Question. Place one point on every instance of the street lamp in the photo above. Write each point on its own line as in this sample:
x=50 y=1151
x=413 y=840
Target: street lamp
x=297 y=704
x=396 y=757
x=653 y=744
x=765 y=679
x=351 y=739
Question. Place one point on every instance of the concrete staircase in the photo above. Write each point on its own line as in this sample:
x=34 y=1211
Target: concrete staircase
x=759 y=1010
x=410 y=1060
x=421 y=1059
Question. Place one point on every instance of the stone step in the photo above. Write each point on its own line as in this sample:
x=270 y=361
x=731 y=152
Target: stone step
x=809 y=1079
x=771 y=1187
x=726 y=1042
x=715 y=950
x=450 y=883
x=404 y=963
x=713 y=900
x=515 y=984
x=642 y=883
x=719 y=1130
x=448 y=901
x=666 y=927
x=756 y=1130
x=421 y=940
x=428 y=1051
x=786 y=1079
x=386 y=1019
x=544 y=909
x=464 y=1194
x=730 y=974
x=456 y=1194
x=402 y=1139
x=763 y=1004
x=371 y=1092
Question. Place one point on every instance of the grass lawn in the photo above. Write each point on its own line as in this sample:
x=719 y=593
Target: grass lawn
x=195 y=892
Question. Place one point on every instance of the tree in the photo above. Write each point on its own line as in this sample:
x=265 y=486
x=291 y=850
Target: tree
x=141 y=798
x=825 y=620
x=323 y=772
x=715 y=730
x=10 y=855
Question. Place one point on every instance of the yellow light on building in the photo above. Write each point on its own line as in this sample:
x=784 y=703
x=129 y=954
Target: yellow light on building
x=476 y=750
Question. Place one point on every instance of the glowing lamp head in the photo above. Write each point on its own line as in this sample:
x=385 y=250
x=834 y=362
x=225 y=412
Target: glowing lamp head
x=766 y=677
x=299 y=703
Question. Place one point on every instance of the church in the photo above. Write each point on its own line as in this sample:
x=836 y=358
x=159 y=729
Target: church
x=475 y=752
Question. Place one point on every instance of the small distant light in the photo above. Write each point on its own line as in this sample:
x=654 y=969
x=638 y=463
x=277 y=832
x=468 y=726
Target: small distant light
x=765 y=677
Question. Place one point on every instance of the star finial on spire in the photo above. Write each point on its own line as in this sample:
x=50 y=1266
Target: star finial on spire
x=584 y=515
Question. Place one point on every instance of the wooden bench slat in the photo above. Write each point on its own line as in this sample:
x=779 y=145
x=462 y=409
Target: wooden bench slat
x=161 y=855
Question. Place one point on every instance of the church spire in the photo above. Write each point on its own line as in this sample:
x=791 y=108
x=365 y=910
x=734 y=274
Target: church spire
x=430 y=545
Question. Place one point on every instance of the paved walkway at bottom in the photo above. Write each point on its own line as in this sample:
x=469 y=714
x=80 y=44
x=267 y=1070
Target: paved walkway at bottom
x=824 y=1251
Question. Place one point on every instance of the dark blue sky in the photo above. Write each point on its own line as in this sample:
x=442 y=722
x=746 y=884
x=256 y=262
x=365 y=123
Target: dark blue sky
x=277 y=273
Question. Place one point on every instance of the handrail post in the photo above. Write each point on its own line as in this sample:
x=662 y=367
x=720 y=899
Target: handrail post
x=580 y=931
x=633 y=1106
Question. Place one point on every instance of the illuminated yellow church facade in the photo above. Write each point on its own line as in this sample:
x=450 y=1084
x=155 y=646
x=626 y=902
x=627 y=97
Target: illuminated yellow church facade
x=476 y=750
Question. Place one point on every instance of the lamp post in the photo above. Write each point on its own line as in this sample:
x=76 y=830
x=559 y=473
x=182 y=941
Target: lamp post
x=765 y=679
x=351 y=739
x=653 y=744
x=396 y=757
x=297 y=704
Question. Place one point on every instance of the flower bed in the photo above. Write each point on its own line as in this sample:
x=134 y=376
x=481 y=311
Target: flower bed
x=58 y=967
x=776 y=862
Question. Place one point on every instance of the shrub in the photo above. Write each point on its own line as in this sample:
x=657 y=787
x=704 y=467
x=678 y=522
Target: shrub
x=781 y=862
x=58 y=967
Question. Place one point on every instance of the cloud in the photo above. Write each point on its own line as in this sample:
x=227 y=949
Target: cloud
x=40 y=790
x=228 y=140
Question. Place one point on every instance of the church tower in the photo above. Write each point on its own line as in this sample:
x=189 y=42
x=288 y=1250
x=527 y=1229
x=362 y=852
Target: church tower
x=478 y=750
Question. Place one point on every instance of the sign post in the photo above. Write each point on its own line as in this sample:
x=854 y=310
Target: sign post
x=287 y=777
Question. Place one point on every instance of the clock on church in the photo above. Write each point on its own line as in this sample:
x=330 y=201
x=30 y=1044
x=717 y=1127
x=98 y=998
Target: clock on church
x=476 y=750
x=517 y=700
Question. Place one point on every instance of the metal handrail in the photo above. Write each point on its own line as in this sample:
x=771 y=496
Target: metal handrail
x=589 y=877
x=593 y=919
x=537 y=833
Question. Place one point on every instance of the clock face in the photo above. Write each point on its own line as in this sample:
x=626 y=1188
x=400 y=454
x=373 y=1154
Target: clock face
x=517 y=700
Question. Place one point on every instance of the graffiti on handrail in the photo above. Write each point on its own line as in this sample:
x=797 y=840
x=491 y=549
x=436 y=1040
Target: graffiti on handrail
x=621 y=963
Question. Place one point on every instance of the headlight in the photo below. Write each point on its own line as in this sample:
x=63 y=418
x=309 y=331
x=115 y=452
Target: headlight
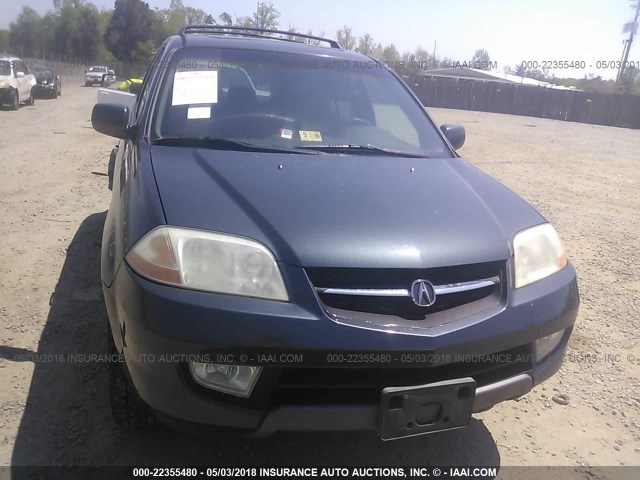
x=208 y=261
x=538 y=253
x=233 y=379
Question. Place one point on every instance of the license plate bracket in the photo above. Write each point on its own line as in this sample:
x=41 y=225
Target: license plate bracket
x=435 y=407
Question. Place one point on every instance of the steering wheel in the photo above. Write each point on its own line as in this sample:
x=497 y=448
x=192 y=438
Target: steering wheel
x=359 y=121
x=260 y=125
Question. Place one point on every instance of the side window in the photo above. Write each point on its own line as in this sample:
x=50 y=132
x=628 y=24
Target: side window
x=148 y=77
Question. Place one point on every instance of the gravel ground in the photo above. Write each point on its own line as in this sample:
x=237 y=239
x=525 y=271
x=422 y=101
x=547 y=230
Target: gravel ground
x=53 y=197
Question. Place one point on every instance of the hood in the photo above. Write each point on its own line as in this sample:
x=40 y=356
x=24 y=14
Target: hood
x=344 y=210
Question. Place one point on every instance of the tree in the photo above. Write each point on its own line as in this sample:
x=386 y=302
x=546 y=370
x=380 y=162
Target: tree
x=4 y=41
x=365 y=44
x=346 y=38
x=76 y=30
x=266 y=16
x=130 y=26
x=390 y=55
x=481 y=60
x=226 y=19
x=24 y=33
x=104 y=19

--- Exercise instructions ---
Only one stretch of the data above is needed. Restate it word for word, from the line containing "x=497 y=448" through the line containing "x=380 y=162", both ends included.

--- Answer space ---
x=497 y=448
x=192 y=438
Target: steering wheel
x=359 y=121
x=260 y=125
Question. Place one point on every instance of the side window in the photo above. Write each point on its own line as in this sample:
x=50 y=132
x=628 y=24
Target: side window
x=148 y=77
Question. Place one point on every instance of the gravel ground in the photo above. Write each point on its own line as in this sample:
x=237 y=239
x=525 y=271
x=422 y=101
x=547 y=230
Target: gravel ground
x=53 y=197
Question. Place one point on every instance of the hood in the photo above. Write each point on its own line as in this sample:
x=40 y=356
x=24 y=14
Target: hood
x=344 y=210
Question. Place one point on every instance of the tree in the photo above. Write each point on its own line as in this sample:
x=386 y=302
x=546 y=370
x=380 y=162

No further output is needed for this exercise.